_Dataset extract_
□ □ □ □
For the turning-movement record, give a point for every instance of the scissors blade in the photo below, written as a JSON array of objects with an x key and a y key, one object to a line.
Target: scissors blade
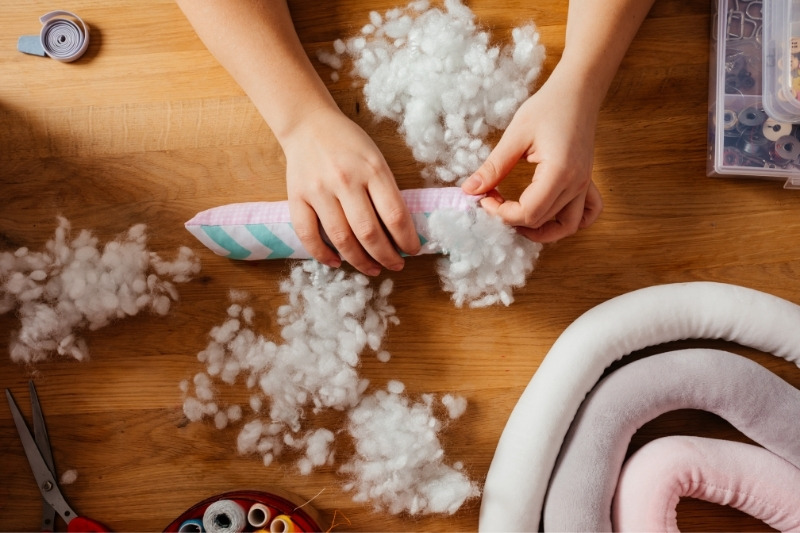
[
  {"x": 43, "y": 475},
  {"x": 43, "y": 442}
]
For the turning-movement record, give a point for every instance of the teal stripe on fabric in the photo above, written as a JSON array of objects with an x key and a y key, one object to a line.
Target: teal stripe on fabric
[
  {"x": 219, "y": 236},
  {"x": 280, "y": 250}
]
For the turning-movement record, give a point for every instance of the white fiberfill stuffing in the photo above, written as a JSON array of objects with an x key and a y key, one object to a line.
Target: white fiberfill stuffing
[
  {"x": 73, "y": 285},
  {"x": 435, "y": 74},
  {"x": 331, "y": 317}
]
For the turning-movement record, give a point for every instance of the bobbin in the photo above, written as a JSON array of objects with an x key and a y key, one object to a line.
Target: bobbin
[
  {"x": 752, "y": 117},
  {"x": 774, "y": 130},
  {"x": 753, "y": 143},
  {"x": 729, "y": 120}
]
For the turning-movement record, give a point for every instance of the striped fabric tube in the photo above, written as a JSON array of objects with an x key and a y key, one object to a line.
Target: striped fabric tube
[{"x": 263, "y": 230}]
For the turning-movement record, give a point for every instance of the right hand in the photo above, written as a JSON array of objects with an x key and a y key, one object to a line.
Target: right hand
[{"x": 337, "y": 179}]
□ □ □ □
_What needs to be done_
Echo every entry above word for word, leaving out the pictures.

_Exercise answer_
For the turning-movement record, give a point for every instance of the scissors blade in the photo below, written as a JSON array of objects with an x key and a y key, one object to a line.
Target: scissors blade
[
  {"x": 43, "y": 475},
  {"x": 43, "y": 442}
]
For the turning-movement record, give a point for every instance of the teal stripe on fabric in the photo above, written as a JSON array of objects with an x key and a y key, one object to a line.
Target: teal stripe on fabric
[
  {"x": 219, "y": 236},
  {"x": 280, "y": 250}
]
For the turning-movement record, give a point for every instance of the white fiberfill stuffing in the photo above, written as a JSON array of objects with an x key and a y key, one object to a line.
Target: white fiberfill stuffing
[
  {"x": 73, "y": 285},
  {"x": 435, "y": 74},
  {"x": 331, "y": 317}
]
For the turning-movement record, give a point for every instance of the bobbin in the photo above, written as a JSON array of objects with an x key and a y key, one object to a line.
Target: bobbin
[
  {"x": 752, "y": 117},
  {"x": 774, "y": 130},
  {"x": 753, "y": 143},
  {"x": 729, "y": 120}
]
For the turning-movement record, give a point for every instance of the striped fabric tube in the photo above, written as a JSON array of objects with an x key and a y key, one object to a line.
Target: striped fabric tube
[{"x": 263, "y": 230}]
For the turning-movement record, give a point for every instance of the right hand in the photo above, written as a JSON array of objects with an x key and a y key, one object to a line.
Target: right hand
[{"x": 337, "y": 179}]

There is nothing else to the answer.